(Items from a labeling collection)
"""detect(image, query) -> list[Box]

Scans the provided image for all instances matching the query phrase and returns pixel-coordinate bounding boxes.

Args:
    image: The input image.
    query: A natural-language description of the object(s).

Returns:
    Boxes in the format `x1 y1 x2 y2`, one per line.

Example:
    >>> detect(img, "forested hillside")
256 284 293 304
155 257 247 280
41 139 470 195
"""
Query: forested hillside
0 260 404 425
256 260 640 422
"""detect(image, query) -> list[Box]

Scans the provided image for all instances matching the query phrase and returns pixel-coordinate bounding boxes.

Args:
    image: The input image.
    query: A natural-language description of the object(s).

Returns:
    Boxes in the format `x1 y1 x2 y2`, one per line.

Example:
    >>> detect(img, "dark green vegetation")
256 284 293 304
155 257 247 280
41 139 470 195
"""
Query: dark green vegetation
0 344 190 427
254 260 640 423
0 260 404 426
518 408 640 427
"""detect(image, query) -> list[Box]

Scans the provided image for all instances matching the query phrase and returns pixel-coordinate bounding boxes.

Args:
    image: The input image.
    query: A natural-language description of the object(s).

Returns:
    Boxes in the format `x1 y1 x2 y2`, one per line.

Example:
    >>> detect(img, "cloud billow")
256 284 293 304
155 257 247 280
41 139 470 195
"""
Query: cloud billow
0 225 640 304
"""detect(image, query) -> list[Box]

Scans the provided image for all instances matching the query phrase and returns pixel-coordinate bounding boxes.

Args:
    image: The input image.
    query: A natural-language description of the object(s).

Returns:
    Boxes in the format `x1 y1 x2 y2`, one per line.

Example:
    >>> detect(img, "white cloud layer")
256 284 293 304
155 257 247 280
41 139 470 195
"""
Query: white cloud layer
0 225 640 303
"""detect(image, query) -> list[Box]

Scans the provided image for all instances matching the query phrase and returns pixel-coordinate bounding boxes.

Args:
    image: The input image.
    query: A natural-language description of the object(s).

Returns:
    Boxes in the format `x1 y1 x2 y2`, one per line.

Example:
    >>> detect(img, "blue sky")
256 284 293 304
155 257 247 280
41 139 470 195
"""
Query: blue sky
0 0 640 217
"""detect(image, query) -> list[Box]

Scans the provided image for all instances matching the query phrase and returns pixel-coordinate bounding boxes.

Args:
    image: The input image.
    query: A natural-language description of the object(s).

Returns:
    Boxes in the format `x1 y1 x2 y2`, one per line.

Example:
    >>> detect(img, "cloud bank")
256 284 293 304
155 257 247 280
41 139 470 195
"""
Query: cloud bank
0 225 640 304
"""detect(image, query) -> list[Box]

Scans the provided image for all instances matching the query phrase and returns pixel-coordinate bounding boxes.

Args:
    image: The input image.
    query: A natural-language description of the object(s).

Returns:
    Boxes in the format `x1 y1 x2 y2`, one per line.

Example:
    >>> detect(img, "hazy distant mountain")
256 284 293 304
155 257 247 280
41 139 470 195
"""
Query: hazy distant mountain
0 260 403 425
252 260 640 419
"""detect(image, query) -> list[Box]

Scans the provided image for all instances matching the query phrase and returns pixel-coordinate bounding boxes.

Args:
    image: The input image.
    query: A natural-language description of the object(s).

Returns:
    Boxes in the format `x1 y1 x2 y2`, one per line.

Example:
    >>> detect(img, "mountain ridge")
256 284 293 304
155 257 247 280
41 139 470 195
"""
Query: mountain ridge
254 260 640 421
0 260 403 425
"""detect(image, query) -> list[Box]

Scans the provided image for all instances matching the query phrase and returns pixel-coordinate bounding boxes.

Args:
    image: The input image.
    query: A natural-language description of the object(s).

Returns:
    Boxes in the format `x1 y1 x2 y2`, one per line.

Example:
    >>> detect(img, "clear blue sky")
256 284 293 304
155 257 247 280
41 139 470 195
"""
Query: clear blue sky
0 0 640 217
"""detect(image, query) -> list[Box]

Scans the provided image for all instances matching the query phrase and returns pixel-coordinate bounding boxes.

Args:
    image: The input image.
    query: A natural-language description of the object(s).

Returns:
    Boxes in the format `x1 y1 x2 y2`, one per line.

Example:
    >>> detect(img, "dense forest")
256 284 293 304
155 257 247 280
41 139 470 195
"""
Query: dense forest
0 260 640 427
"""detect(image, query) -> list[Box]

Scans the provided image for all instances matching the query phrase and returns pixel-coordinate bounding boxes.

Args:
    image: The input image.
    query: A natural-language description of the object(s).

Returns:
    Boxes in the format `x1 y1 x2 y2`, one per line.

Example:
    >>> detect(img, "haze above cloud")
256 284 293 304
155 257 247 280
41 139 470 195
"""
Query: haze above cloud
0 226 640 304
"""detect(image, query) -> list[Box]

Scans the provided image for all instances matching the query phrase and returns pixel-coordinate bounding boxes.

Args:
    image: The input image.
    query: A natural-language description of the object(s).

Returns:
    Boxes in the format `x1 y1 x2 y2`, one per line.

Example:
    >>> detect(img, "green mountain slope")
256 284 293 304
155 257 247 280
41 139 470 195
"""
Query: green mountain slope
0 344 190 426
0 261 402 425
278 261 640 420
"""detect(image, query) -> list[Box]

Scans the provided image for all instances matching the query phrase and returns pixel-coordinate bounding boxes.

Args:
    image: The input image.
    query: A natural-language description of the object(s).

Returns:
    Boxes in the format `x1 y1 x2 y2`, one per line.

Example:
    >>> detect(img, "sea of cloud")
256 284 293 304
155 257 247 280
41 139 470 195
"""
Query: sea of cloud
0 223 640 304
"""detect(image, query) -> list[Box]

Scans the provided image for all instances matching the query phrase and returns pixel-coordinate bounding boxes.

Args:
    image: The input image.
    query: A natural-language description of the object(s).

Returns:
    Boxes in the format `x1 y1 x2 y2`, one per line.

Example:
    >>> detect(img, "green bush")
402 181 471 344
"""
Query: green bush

What is needed
Turn all of the records above into a JSON list of strings, with each line as its own string and blank lines dropped.

Exercise result
[
  "\"\"\"detect(image, query) -> list[Box]",
  "Scans the provided image for all instances matching the query phrase and returns pixel-coordinate bounding boxes.",
  "Args:",
  "    image: The input image.",
  "    query: A natural-language description of the object(s).",
  "Returns:",
  "    Boxes in the format `x1 y1 x2 y2`, one per line.",
  "Example:",
  "    >>> detect(img, \"forested hillside\")",
  "256 284 293 304",
  "155 257 247 280",
  "41 139 470 195",
  "\"\"\"",
  "Query: forested hillside",
  "0 260 404 425",
  "256 260 640 422",
  "\"\"\"detect(image, query) -> list[Box]",
  "Scans the provided image for all instances matching the query phrase and returns pixel-coordinate bounding boxes.",
  "Args:",
  "    image: The input image.",
  "    query: A natural-language description of the object(s).",
  "Returns:",
  "    Boxes in the format `x1 y1 x2 y2`, one per line.",
  "Example:",
  "    >>> detect(img, \"dark green vegetation\")",
  "256 284 293 304",
  "155 257 247 280",
  "41 139 470 195",
  "\"\"\"",
  "Query: dark green vegetation",
  "0 344 190 427",
  "254 260 640 423",
  "0 260 404 426",
  "518 408 640 427",
  "\"\"\"detect(image, query) -> list[Box]",
  "Scans the provided image for all instances matching the query phrase and returns pixel-coordinate bounding boxes.",
  "Args:",
  "    image: The input image.",
  "    query: A natural-language description of the object(s).",
  "Returns:",
  "    Boxes in the format `x1 y1 x2 y2`, one per line.",
  "Example:",
  "    >>> detect(img, \"cloud billow\")",
  "256 284 293 304",
  "155 257 247 280",
  "41 139 470 195",
  "\"\"\"",
  "Query: cloud billow",
  "0 225 640 304",
  "\"\"\"detect(image, query) -> list[Box]",
  "Scans the provided image for all instances matching the query phrase and returns pixel-coordinate bounding boxes.",
  "Args:",
  "    image: The input image.",
  "    query: A natural-language description of the object(s).",
  "Returns:",
  "    Boxes in the format `x1 y1 x2 y2`, one per line.",
  "Example:",
  "    >>> detect(img, \"white cloud layer\")",
  "256 284 293 304",
  "155 257 247 280",
  "41 139 470 195",
  "\"\"\"",
  "Query: white cloud layer",
  "0 225 640 303",
  "\"\"\"detect(image, query) -> list[Box]",
  "Scans the provided image for all instances matching the query phrase and returns pixel-coordinate bounding boxes.",
  "Args:",
  "    image: The input image.",
  "    query: A natural-language description of the object(s).",
  "Returns:",
  "    Boxes in the format `x1 y1 x2 y2`, one per line.",
  "Example:",
  "    >>> detect(img, \"blue sky\")",
  "256 284 293 304",
  "155 257 247 280",
  "41 139 470 195",
  "\"\"\"",
  "Query: blue sky",
  "0 0 640 217",
  "\"\"\"detect(image, query) -> list[Box]",
  "Scans the provided image for all instances matching the query phrase and returns pixel-coordinate bounding boxes.",
  "Args:",
  "    image: The input image.",
  "    query: A natural-language description of the object(s).",
  "Returns:",
  "    Boxes in the format `x1 y1 x2 y2`, one per line.",
  "Example:",
  "    >>> detect(img, \"cloud bank\")",
  "256 284 293 304",
  "155 257 247 280",
  "41 139 470 195",
  "\"\"\"",
  "Query: cloud bank",
  "0 225 640 304",
  "\"\"\"detect(image, query) -> list[Box]",
  "Scans the provided image for all instances matching the query phrase and returns pixel-coordinate bounding boxes.",
  "Args:",
  "    image: The input image.",
  "    query: A natural-language description of the object(s).",
  "Returns:",
  "    Boxes in the format `x1 y1 x2 y2`, one per line.",
  "Example:",
  "    >>> detect(img, \"hazy distant mountain\")",
  "256 284 293 304",
  "155 257 247 280",
  "41 139 470 195",
  "\"\"\"",
  "Query: hazy distant mountain",
  "0 260 403 425",
  "252 260 640 419",
  "\"\"\"detect(image, query) -> list[Box]",
  "Scans the provided image for all instances matching the query phrase and returns pixel-coordinate bounding boxes.",
  "Args:",
  "    image: The input image.",
  "    query: A natural-language description of the object(s).",
  "Returns:",
  "    Boxes in the format `x1 y1 x2 y2`, one per line.",
  "Example:",
  "    >>> detect(img, \"mountain ridge\")",
  "256 284 293 304",
  "155 257 247 280",
  "41 139 470 195",
  "\"\"\"",
  "Query: mountain ridge",
  "254 260 640 421",
  "0 260 403 425",
  "\"\"\"detect(image, query) -> list[Box]",
  "Scans the provided image for all instances matching the query phrase and returns pixel-coordinate bounding boxes.",
  "Args:",
  "    image: The input image.",
  "    query: A natural-language description of the object(s).",
  "Returns:",
  "    Boxes in the format `x1 y1 x2 y2`, one per line.",
  "Example:",
  "    >>> detect(img, \"clear blue sky\")",
  "256 284 293 304",
  "155 257 247 280",
  "41 139 470 195",
  "\"\"\"",
  "Query: clear blue sky",
  "0 0 640 217",
  "\"\"\"detect(image, query) -> list[Box]",
  "Scans the provided image for all instances matching the query phrase and returns pixel-coordinate bounding boxes.",
  "Args:",
  "    image: The input image.",
  "    query: A natural-language description of the object(s).",
  "Returns:",
  "    Boxes in the format `x1 y1 x2 y2`, one per line.",
  "Example:",
  "    >>> detect(img, \"dense forest\")",
  "256 284 293 304",
  "155 257 247 280",
  "41 139 470 195",
  "\"\"\"",
  "Query: dense forest",
  "0 260 640 427",
  "\"\"\"detect(image, query) -> list[Box]",
  "Scans the provided image for all instances matching the query phrase and returns pixel-coordinate bounding boxes.",
  "Args:",
  "    image: The input image.",
  "    query: A natural-language description of the object(s).",
  "Returns:",
  "    Boxes in the format `x1 y1 x2 y2`, one per line.",
  "Example:",
  "    >>> detect(img, \"haze above cloud\")",
  "256 284 293 304",
  "155 257 247 280",
  "41 139 470 195",
  "\"\"\"",
  "Query: haze above cloud",
  "0 226 640 304",
  "\"\"\"detect(image, query) -> list[Box]",
  "Scans the provided image for all instances matching the query phrase and returns pixel-coordinate bounding boxes.",
  "Args:",
  "    image: The input image.",
  "    query: A natural-language description of the object(s).",
  "Returns:",
  "    Boxes in the format `x1 y1 x2 y2`, one per line.",
  "Example:",
  "    >>> detect(img, \"green mountain slope\")",
  "256 284 293 304",
  "155 257 247 280",
  "41 139 470 195",
  "\"\"\"",
  "Query: green mountain slope",
  "0 344 190 426",
  "0 261 402 425",
  "278 261 640 420",
  "\"\"\"detect(image, query) -> list[Box]",
  "Scans the provided image for all instances matching the query phrase and returns pixel-coordinate bounding boxes.",
  "Args:",
  "    image: The input image.",
  "    query: A natural-language description of the object(s).",
  "Returns:",
  "    Boxes in the format `x1 y1 x2 y2`, one per line.",
  "Example:",
  "    >>> detect(img, \"sea of cloud\")",
  "256 284 293 304",
  "155 257 247 280",
  "41 139 470 195",
  "\"\"\"",
  "Query: sea of cloud",
  "0 223 640 304",
  "\"\"\"detect(image, query) -> list[Box]",
  "Scans the provided image for all instances matching the query phrase and returns pixel-coordinate bounding boxes.",
  "Args:",
  "    image: The input image.",
  "    query: A natural-language description of the object(s).",
  "Returns:",
  "    Boxes in the format `x1 y1 x2 y2`, one per line.",
  "Example:",
  "    >>> detect(img, \"green bush\")",
  "402 181 471 344",
  "\"\"\"",
  "Query: green bush"
]